# Set of tasks
a) For the text about Flipper's, decide whether each statement agrees with it: (i) the original Flipper's operated in Los Angeles from 1979 to 1981; (ii) the original building was formerly a movie theater; (iii) Prince performed there in 1982. For each, answer yes or no and quote the words of the text that decide it.
b) Reproduce the text about Flipper's word for word, everything from "The family-owned roller" down to "home to DJ.".
c) According to the text about Flipper's, who founded the original roller rink in 1979?
─── Excerpt to read
Flipper's Roller Boogie Palace is a seasonal outdoor roller skating rink that opened in April 2022 in New York City's Rockefeller Center. It marks the revival of the original Flipper's, which operated in Los Angeles from 1979 to 1981 and was dubbed "Studio 54 on wheels" by actor Jaclyn Smith.

The Original Flipper's (1979–81) 
Flipper's Roller Boogie Palace was founded in 1979 by Ian "Flipper" Ross in West Hollywood, Los Angeles. It was housed inside a golden-domed art deco building on the corner of Santa Monica Boulevard and La Cienega, the site of a former bowling alley.

The family-owned roller rink attracted an eclectic mix of skaters, from local drag queens and punk rockers to celebrities and exhibitionists who took advantage of Flipper's lax dress code. Prince wore "stockings, pumps [and] silky little bikini underwear" when he performed there on March 31, 1981 during his Dirty Mind Tour. Other celebrities who rolled into Flipper's over the years included the Go-Go's, who performed regularly on a mid-rink stage, Elton John, Sting, Kareem Abdul-Jabbar, Margaux Hemingway, Robin Williams, Cher, Jane Fonda and Chic's Nile Rodgers, who often skated to the rink from his nearby home to DJ.
──────
─── Data extracts
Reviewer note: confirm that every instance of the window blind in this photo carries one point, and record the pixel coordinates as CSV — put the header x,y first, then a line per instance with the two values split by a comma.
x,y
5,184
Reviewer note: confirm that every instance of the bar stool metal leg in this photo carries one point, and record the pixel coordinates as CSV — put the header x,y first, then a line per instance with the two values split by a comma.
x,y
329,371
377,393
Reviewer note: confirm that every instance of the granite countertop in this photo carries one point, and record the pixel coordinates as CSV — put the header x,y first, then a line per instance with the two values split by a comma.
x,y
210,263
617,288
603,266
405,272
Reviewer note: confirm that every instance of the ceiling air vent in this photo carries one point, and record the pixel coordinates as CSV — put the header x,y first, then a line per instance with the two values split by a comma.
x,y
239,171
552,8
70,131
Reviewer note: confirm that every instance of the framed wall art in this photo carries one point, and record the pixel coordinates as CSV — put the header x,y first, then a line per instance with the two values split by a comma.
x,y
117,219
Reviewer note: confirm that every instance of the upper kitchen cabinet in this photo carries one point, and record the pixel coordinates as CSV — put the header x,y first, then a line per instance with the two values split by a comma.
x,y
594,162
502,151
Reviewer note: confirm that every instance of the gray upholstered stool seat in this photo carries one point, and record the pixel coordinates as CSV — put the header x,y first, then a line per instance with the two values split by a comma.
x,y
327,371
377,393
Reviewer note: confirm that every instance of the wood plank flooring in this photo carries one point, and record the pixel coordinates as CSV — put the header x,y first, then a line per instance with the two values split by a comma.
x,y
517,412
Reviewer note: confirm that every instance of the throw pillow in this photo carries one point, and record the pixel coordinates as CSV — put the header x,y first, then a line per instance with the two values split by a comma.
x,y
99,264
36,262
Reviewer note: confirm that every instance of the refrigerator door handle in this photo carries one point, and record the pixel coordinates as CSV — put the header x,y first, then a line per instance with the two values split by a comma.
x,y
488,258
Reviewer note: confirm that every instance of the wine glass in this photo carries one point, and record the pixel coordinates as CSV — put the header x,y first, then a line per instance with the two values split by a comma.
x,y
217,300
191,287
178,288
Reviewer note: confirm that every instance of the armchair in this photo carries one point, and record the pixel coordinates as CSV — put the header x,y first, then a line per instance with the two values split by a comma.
──────
# Results for each task
a)
(i) Yes: "which operated in Los Angeles from 1979 to 1981"
(ii) No: "the site of a former bowling alley"
(iii) No: "when he performed there on March 31, 1981"

b)
The family-owned roller rink attracted an eclectic mix of skaters, from local drag queens and punk rockers to celebrities and exhibitionists who took advantage of Flipper's lax dress code. Prince wore "stockings, pumps [and] silky little bikini underwear" when he performed there on March 31, 1981 during his Dirty Mind Tour. Other celebrities who rolled into Flipper's over the years included the Go-Go's, who performed regularly on a mid-rink stage, Elton John, Sting, Kareem Abdul-Jabbar, Margaux Hemingway, Robin Williams, Cher, Jane Fonda and Chic's Nile Rodgers, who often skated to the rink from his nearby home to DJ.

c) Ian "Flipper" Ross